* Passage provided *
_ _ _ _

Jean Paul Riopelle: Crossroads in Time
The importance of being an icon
Jean Paul Riopelle, “Hommage aux Nymphéas – Pavane,” 1954
oil on canvas, 118" x 216" (Courtesy of National Gallery of Canada, © Estate of Jean Paul Riopelle)
The new Jean Paul Riopelle retrospective, Riopelle: Crossroads in Time, at the National Gallery of Canada attempts to show how the influence of this tremendously successful Quebec artist, who died in 2002, is still coursing through the veins of Canadian contemporary artists.
And so, amid 130 of Riopelle’s spectacular mosaic abstract paintings from the 1950s, his late-in-life, semi-abstract aerosol-sprayed snow geese and everything in between, a surprising cast of contemporary artists also appears on the gallery walls celebrating the centenary of the artist’s birth.
The gallery says there is a “kinship” between Riopelle’s abstracted works on paper of Greenland shelters made of whalebones, each called Le Roi de Thulé, and the lifelike, giant whale skeleton, Vienna, created by B.C. artist Brian Jungen in 2003 from white plastic lawn chairs.
A “kinship?” Really? Sometimes it feels like the gallery is trying too hard to convince us Riopelle is an important influencer.
Likewise, we are told, Riopelle’s iceberg paintings are echoed in Caroline Monnet’s multimedia work The Future Left Behind from 2021, presenting a bird’s eye view of a northern village. The Quebec-based Monnet is currently the It-Girl of Canadian Indigenous art, her work popping up everywhere. In a catalogue essay, Monnet discusses how Riopelle was a role model for her when she was young. But as she matured, she lost interest in Riopelle because his work from the Arctic was like Group of Seven paintings — “devoid of human presence.” The North’s Indigenous people were erased.
Jean Paul Riopelle,“Sans titre” (Untitled), 1953
coloured inks on paper, 29.33" x 42.28" (Courtesy of National Gallery of Canada, © Estate of Jean Paul Riopelle)
More of a case can be made for “kinship” between Riopelle and Françoise Sullivan, another Quebec artist marking the centenary of her birth this year, except Sullivan, at 100, is still kicking and painting and has a new exhibition this fall at the Montreal Museum of Fine Arts. She and Riopelle share more than a birth year. They were both signatories of the artworld’s anti-establishment Refus global in 1948, a document credited with helping Quebec emerge from “The Great Darkness” of the Duplessis era. Sullivan’s lively abstract on view at the National Gallery, Triptych, 2021, definitely echos the fat, worm-like squiggles found in Riopelle’s Couple Ficelles, 1972.

_ _ _ _

* Data extract *

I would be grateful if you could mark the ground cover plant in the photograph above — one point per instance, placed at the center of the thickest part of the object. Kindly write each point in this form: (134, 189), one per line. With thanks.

_ _ _ _

* Tasks *
1/ Condense the paragraph of the Riopelle article that opens with "Likewise, we are told" into a shorter bulleted list that keeps its main facts.
2/ Repeat the Riopelle article word for word, starting with "Likewise, we are" and going on through "people were erased.".
None of the data has any bearing on this work.

* Task-by-task solutions *
1/
- The gallery links Riopelle's iceberg paintings to Caroline Monnet's 2021 multimedia work The Future Left Behind, a bird's eye view of a northern village.
- Monnet, who is based in Quebec, is currently the most prominent name in Canadian Indigenous art, and her work appears everywhere.
- In a catalogue essay, she says Riopelle was a role model for her when she was young.
- As she matured, she lost interest because his Arctic work, like Group of Seven paintings, was "devoid of human presence," erasing the North's Indigenous people.

2/
Likewise, we are told, Riopelle’s iceberg paintings are echoed in Caroline Monnet’s multimedia work The Future Left Behind from 2021, presenting a bird’s eye view of a northern village. The Quebec-based Monnet is currently the It-Girl of Canadian Indigenous art, her work popping up everywhere. In a catalogue essay, Monnet discusses how Riopelle was a role model for her when she was young. But as she matured, she lost interest in Riopelle because his work from the Arctic was like Group of Seven paintings — “devoid of human presence.” The North’s Indigenous people were erased.